(Referring expression pointing data)
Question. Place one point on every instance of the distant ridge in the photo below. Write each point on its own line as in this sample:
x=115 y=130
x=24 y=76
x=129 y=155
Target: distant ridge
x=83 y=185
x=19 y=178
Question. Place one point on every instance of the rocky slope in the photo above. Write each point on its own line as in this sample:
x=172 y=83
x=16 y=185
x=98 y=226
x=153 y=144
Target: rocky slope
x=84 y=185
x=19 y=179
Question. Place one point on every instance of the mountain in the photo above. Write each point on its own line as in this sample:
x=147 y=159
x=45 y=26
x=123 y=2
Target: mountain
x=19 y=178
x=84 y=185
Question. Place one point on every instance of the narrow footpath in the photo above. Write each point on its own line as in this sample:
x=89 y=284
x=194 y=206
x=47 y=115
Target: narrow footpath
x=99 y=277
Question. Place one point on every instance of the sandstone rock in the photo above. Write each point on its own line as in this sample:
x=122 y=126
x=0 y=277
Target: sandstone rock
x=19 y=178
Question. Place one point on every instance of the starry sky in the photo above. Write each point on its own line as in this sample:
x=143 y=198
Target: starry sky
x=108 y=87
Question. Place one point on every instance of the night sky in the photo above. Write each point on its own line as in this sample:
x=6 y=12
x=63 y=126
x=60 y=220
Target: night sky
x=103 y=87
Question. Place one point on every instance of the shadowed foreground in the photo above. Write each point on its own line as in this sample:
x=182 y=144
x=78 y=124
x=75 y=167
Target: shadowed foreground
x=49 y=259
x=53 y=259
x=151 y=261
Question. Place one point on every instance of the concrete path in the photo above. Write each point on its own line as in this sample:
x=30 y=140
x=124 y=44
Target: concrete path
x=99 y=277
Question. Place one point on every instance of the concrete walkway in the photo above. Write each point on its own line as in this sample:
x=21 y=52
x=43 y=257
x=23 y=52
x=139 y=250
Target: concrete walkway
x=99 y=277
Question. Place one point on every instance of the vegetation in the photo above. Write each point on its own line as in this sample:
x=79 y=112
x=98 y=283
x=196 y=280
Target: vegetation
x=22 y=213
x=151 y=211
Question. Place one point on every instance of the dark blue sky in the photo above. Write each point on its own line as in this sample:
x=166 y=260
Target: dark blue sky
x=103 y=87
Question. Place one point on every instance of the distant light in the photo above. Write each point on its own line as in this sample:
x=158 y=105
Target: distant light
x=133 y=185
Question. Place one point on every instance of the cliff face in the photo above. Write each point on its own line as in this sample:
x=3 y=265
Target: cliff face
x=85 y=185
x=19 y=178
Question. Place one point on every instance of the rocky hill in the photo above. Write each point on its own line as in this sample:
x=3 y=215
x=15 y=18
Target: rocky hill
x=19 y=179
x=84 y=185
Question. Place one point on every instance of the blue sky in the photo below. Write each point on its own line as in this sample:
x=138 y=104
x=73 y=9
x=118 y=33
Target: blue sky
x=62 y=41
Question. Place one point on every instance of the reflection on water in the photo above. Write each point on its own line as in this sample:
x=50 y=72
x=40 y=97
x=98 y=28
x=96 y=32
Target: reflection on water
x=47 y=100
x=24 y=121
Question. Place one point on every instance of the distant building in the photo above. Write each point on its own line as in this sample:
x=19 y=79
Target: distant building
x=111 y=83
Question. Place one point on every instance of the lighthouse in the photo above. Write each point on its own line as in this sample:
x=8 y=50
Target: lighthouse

▸ PROBLEM DESCRIPTION
Would you please output every record again, exactly?

▸ COMPLETED TASK
Question. Place one point on every instance of the distant ridge in the photo below. Write each point on its own line as in this sample:
x=115 y=130
x=24 y=76
x=129 y=155
Target: distant ridge
x=83 y=185
x=19 y=178
Question. Place one point on every instance of the rocky slope in the photo above. Write each point on its own line as in this sample:
x=172 y=83
x=16 y=185
x=98 y=226
x=153 y=144
Target: rocky slope
x=84 y=185
x=19 y=179
Question. Place one point on every instance of the mountain in the photo above. Write each point on its own line as in this sample:
x=147 y=159
x=45 y=26
x=123 y=2
Target: mountain
x=19 y=178
x=84 y=185
Question. Place one point on every instance of the narrow footpath in the photo above. Write each point on its own line as in this sample:
x=89 y=284
x=194 y=206
x=47 y=115
Target: narrow footpath
x=99 y=277
Question. Place one point on every instance of the sandstone rock in the photo above. Write each point on its own line as in this sample:
x=122 y=126
x=0 y=277
Target: sandstone rock
x=19 y=178
Question. Place one point on every instance of the starry sky in the photo above. Write each point on its own line as in this sample:
x=143 y=198
Target: starry sky
x=108 y=87
Question. Place one point on every instance of the night sky in the photo above. Write each point on its own line as in this sample:
x=6 y=12
x=63 y=126
x=60 y=220
Target: night sky
x=103 y=87
Question. Place one point on every instance of the shadowed foreground in the photo above. Write each point on its own line as in this sample:
x=182 y=144
x=78 y=124
x=75 y=167
Target: shadowed foreground
x=49 y=259
x=53 y=259
x=151 y=261
Question. Place one point on every instance of the concrete path in the photo above. Write each point on its own line as in this sample:
x=30 y=140
x=124 y=44
Target: concrete path
x=99 y=277
Question. Place one point on every instance of the concrete walkway in the photo above. Write each point on its own line as in this sample:
x=21 y=52
x=43 y=257
x=23 y=52
x=139 y=250
Target: concrete walkway
x=99 y=277
Question. Place one point on every instance of the vegetation in the photo above. Write each point on its own line as in this sample:
x=79 y=112
x=98 y=283
x=196 y=280
Target: vegetation
x=22 y=213
x=151 y=211
Question. Place one point on every instance of the dark blue sky in the photo above. Write each point on its own line as in this sample:
x=166 y=260
Target: dark blue sky
x=103 y=87
Question. Place one point on every instance of the distant light in the photo above. Write each point on its own line as in this sample:
x=158 y=105
Target: distant light
x=133 y=185
Question. Place one point on every instance of the cliff face in the photo above. Write each point on its own line as in this sample:
x=3 y=265
Target: cliff face
x=85 y=185
x=19 y=178
Question. Place one point on every instance of the rocky hill in the photo above. Write each point on its own line as in this sample:
x=3 y=215
x=15 y=18
Target: rocky hill
x=19 y=179
x=84 y=185
Question. Place one point on every instance of the blue sky in the photo below. Write each point on its own line as in this sample:
x=138 y=104
x=73 y=9
x=118 y=33
Target: blue sky
x=62 y=41
Question. Place one point on every instance of the reflection on water in the photo above. Write each point on its own line as in this sample:
x=50 y=72
x=40 y=97
x=98 y=28
x=96 y=32
Target: reflection on water
x=47 y=100
x=24 y=121
Question. Place one point on every instance of the distant building in the photo above. Write each point on its own line as in this sample:
x=19 y=79
Target: distant building
x=111 y=83
Question. Place one point on every instance of the lighthouse in the photo above. Write each point on its own line as in this sample:
x=8 y=50
Target: lighthouse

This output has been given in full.